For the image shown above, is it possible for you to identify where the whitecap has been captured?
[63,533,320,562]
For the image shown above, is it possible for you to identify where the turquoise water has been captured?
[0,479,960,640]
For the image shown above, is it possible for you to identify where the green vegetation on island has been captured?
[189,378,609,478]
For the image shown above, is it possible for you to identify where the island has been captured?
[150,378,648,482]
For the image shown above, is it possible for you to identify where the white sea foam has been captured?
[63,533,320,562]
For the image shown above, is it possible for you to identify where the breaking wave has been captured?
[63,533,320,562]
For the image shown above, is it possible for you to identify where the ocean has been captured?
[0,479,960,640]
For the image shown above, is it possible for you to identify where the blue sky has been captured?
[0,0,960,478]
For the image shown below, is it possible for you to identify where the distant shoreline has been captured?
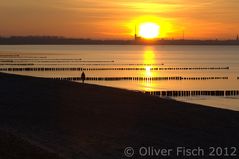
[0,36,239,45]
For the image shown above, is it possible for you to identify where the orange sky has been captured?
[0,0,239,39]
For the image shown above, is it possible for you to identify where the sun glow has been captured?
[139,23,160,39]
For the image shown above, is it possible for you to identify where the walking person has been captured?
[81,72,85,83]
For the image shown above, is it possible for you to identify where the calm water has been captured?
[0,45,239,110]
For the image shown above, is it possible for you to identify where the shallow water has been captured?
[0,45,239,110]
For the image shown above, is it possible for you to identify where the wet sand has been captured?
[0,73,239,159]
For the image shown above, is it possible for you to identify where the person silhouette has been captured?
[81,72,85,83]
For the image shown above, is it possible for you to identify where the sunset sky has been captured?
[0,0,239,39]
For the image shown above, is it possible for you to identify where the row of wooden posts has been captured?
[0,67,229,71]
[52,76,228,81]
[144,90,239,97]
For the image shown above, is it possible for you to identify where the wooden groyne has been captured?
[52,76,228,81]
[0,67,229,72]
[0,59,114,63]
[144,90,239,97]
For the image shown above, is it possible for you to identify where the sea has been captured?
[0,45,239,111]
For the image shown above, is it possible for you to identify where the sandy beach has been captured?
[0,73,239,159]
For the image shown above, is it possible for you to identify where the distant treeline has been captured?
[0,36,239,45]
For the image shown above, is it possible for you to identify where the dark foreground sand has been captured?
[0,74,239,159]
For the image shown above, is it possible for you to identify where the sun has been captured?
[139,23,160,39]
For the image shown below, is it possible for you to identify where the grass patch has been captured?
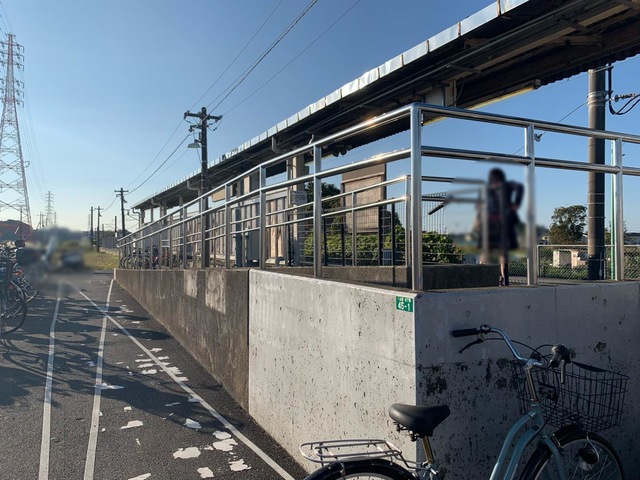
[84,250,118,270]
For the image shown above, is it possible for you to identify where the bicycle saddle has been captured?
[389,403,451,437]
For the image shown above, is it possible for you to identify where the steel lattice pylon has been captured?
[0,34,32,226]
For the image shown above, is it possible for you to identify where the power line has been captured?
[127,134,191,194]
[222,0,360,116]
[207,0,318,111]
[189,0,284,110]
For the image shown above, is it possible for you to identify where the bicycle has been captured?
[0,258,27,337]
[300,325,628,480]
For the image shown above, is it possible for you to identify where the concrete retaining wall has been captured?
[116,269,249,409]
[249,270,640,478]
[416,282,640,478]
[117,269,640,478]
[249,270,416,468]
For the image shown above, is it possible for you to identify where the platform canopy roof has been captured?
[134,0,640,210]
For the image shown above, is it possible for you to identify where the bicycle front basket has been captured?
[513,362,629,432]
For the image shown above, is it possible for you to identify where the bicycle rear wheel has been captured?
[520,428,624,480]
[304,459,416,480]
[0,290,27,335]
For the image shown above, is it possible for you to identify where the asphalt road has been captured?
[0,272,304,480]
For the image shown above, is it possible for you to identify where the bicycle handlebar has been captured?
[451,324,544,367]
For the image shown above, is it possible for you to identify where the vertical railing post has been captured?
[411,107,424,290]
[340,220,347,267]
[180,207,187,268]
[404,177,411,267]
[199,194,209,268]
[313,145,322,277]
[258,167,267,270]
[524,124,538,285]
[224,184,231,269]
[611,138,624,281]
[378,206,384,266]
[322,217,329,267]
[391,203,396,267]
[351,193,358,267]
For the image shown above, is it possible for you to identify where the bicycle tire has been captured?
[0,295,27,335]
[520,427,624,480]
[304,459,416,480]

Problem details:
Copy out everything from the line containing "treeline has been captured?" down to the line containing "[513,362,629,432]", both ends included, swapping "power line" for "overhead cable" and changing nothing else. Leave the pictures out of your answer.

Written response:
For the image shown above, is it possible for you to identify where the distant treeline has been captured?
[0,36,239,45]
For the image shown above, is it possible for you to identify where the dark foreground sand has been captured?
[0,74,239,159]
For the image shown above, is it possible for you to identify where the sun has been captured?
[139,23,160,39]
For the image shown below, is it possible for you to identify where the grass patch has been captured?
[84,250,118,270]
For the image shown above, is it possible for you to identify where the bicycle saddle has been captured?
[389,403,451,437]
For the image shown above, is it possible for you to identify where the steel lattice pylon has been captured?
[0,34,32,226]
For the image shown above, is it possible for you to identify where the overhead cable has been captured?
[127,134,191,194]
[222,0,360,116]
[207,0,318,111]
[189,0,284,110]
For the image shown above, is it possible for you to identify where the bicycle has been captured?
[0,258,27,337]
[300,325,628,480]
For the image shown above, is it possible for you to identify where the concrete retaining wall has been captured?
[116,269,249,409]
[249,270,640,478]
[416,282,640,478]
[117,269,640,478]
[249,270,416,468]
For the image shown above, is it possible for you to identify where the platform canopy roof has been captured?
[134,0,640,210]
For the image shown above, is it possible for you to identify where the bicycle front basket has been captured?
[513,362,629,432]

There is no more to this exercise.